Saved entries

►

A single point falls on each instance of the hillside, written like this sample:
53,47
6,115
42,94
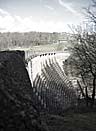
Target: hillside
30,39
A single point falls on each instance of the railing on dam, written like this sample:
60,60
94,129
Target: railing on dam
52,90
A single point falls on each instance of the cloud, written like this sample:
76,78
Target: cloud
4,12
14,23
67,6
49,7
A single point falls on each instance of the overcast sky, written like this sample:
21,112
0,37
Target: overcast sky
40,15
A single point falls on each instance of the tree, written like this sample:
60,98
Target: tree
83,58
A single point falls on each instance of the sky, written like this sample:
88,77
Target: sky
41,15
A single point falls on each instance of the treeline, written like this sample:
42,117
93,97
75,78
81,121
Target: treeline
29,39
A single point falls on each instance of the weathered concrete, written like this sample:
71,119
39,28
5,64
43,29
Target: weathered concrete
17,111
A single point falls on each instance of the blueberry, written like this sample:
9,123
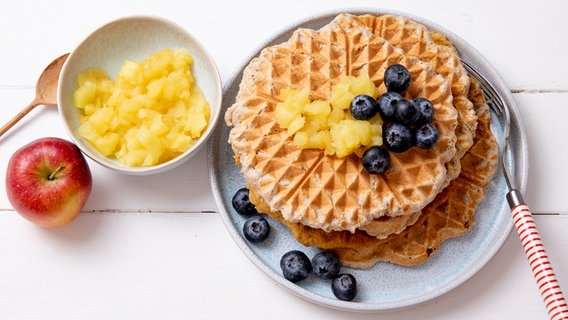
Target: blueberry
407,112
325,265
387,105
426,109
427,136
242,204
363,107
344,287
295,265
256,229
397,137
376,159
397,78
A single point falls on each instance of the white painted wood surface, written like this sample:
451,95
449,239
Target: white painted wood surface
154,248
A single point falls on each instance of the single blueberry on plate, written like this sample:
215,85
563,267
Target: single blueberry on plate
427,136
407,112
295,265
397,78
256,229
344,287
387,103
241,203
426,109
397,137
363,107
325,265
376,159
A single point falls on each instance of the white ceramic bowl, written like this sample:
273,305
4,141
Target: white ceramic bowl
134,38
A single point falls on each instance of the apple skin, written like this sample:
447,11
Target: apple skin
48,181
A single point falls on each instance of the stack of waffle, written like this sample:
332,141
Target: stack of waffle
424,198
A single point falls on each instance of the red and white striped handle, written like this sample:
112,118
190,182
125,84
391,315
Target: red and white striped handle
540,264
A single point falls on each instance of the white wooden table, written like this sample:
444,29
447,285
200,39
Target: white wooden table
155,248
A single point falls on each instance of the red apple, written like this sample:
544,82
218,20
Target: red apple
48,181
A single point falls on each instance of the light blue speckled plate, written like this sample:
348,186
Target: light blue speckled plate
385,286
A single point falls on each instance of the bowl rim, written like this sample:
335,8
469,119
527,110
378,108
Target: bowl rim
215,106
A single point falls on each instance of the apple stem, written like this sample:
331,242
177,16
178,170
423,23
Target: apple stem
55,172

◄

Leaving the images out, print the records above exactly.

A single point falls on each instance of the hillside, written like this sample:
53,47
6,115
42,94
Target: hillside
30,39
A single point falls on each instance of the railing on dam, written like this sample:
60,60
94,129
Target: railing on dam
52,90
A single point falls on each instance of the cloud, written like this sample:
76,78
Target: cloud
4,12
14,23
67,6
49,7
A single point falls on each instance of the overcast sky, written like this sample:
21,112
0,37
Target: overcast sky
40,15
A single point falls on each instance of the tree, written like this sample:
60,98
Target: tree
83,58
A single point falls on each instance of the sky, written like this sample:
88,77
Target: sky
41,15
A single point falls on each instance of the treeline, written like this sample:
42,117
93,97
75,78
81,121
Target: treeline
29,39
A single point falls on each instance of the weathered concrete, written like this sample:
71,119
39,28
5,64
43,29
Target: weathered concrete
17,111
A single point falls on each instance of the blueberry, written like this sample:
9,123
Target: blueberry
407,112
325,265
387,105
426,109
427,136
242,204
363,107
344,287
295,265
256,229
397,137
376,159
397,78
A single point falls on each instance of the white painted wood surface, written like this sample:
451,95
449,239
Target: white painted wood surface
154,248
A single point falls on each instance of the single blueberry on plate, written like this sample:
215,85
563,267
Target: single blueberry on plate
427,136
407,112
295,265
397,78
256,229
344,287
387,103
241,203
426,109
397,137
363,107
325,265
376,159
A single point falls on each instance of the white ceramic bowl, written like this sample:
273,305
4,141
Target: white ceramic bowl
134,38
A single point falls on each instance of the apple skin, written like this sample:
447,11
Target: apple skin
48,181
A single point falls on each instance of the stack of waffle, written like this sample:
332,141
Target: stack of waffle
424,198
A single point falls on each instance of the red and white striped handle, written like this sample:
112,118
190,182
125,84
391,315
Target: red and white striped handle
540,264
A single point falls on each instance of the white wooden table, written like this sample:
444,29
447,285
200,39
Target: white wooden table
155,248
A single point falls on each instance of the red apple, written like this sample:
544,82
218,20
Target: red apple
48,181
A single point falls on each instance of the light blue speckled plate, written like this sample:
348,186
Target: light blue speckled plate
385,286
A single point falls on each instance of the bowl rim, written like this sample:
335,8
469,119
527,110
378,108
Target: bowl rim
215,106
A single point falls on each instance of the apple stem, written like this sample:
331,242
177,16
178,170
423,23
Target: apple stem
55,172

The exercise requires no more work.